-- Opening Marker --

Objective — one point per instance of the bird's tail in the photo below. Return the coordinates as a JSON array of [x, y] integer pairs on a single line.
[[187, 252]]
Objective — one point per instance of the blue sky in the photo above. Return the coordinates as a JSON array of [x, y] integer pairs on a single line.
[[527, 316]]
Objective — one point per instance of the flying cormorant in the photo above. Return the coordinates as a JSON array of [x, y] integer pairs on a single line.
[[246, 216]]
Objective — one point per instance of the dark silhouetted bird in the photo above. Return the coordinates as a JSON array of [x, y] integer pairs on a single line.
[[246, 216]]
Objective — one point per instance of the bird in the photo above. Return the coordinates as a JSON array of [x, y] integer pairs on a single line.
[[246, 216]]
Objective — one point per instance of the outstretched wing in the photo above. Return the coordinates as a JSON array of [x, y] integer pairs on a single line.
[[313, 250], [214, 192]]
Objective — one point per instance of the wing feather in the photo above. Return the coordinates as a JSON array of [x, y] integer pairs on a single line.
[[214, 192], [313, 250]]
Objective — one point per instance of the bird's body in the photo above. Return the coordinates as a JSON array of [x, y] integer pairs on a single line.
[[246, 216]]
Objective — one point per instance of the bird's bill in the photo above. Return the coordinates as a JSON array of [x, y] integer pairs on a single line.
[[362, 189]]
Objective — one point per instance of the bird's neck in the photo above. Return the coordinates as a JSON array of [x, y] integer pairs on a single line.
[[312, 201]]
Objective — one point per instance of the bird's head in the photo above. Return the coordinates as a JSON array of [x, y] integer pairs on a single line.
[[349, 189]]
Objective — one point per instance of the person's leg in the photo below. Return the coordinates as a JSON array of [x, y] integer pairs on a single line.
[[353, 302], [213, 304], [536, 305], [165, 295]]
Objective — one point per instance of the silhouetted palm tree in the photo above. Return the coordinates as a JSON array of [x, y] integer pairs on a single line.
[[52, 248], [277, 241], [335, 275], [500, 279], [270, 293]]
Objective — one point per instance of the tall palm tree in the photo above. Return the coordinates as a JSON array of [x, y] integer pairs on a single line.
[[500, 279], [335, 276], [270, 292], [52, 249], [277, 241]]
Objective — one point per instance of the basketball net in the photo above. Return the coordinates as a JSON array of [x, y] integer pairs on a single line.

-- Closing Marker --

TASK STATEMENT: Go through the data above and repeat all of it exactly.

FINISHED TASK:
Objective — one point per instance of the bird's tail in the photo below. Return the coordinates as a JSON array of [x, y] integer pairs on a single line.
[[187, 252]]
Objective — one point per instance of the blue sky in the photo above. Return the coordinates as a JSON array of [x, y] integer pairs on a single line.
[[527, 316]]
Objective — one point per instance of the flying cormorant in the photo above. Return the coordinates as a JSON array of [x, y] integer pairs on a single line.
[[246, 216]]
Objective — one point per instance of the dark silhouetted bird in the photo above. Return the coordinates as a JSON array of [x, y] integer pairs on a single line.
[[246, 216]]
Objective — one point per instance of the bird in the photo above. Return the coordinates as a JSON array of [x, y] integer pairs on a single line.
[[246, 216]]
Objective — one point per instance of the outstretched wing in the photo above. Return the coordinates as a JSON array of [x, y] integer pairs on a single line.
[[313, 250], [214, 192]]
Objective — one point per instance of the wing feather in the photo above. Return the coordinates as a JSON array of [x, y] integer pairs on a single line.
[[214, 192], [313, 250]]
Objective — one point per instance of the bird's body in the photo above. Return the coordinates as a JSON array of [x, y] integer pairs on a single line.
[[246, 216]]
Objective — one point per instance of the bird's bill in the photo above. Return the coordinates as a JSON array of [x, y] integer pairs on a single line.
[[362, 189]]
Objective — one point per instance of the bird's neck in the photo above. Return the coordinates as a JSON array of [x, y] integer pairs on a single line.
[[312, 201]]
Objective — one point per instance of the bird's head in the photo above. Return the coordinates as a JSON array of [x, y] integer pairs on a single line.
[[349, 189]]
Objective — one point per instance of the person's leg in the photo below. Return the coordinates as a JSON array of [x, y] integer pairs on a single line.
[[353, 302], [213, 304], [536, 305], [165, 295]]
Objective — one point per instance of the silhouetted palm tree in the photo above. Return the coordinates as a JSON array of [x, y] integer pairs on a single line.
[[52, 248], [277, 241], [335, 275], [500, 279], [270, 293]]
Objective — one point per instance of the tall palm tree in the photo above. Return the coordinates as a JSON array of [x, y] integer pairs on a single line.
[[500, 279], [335, 276], [270, 292], [52, 249], [277, 241]]
Objective — one point per instance of the basketball net in the photo above. Return the coordinates as a JSON array of [x, y] integer pairs on a single line.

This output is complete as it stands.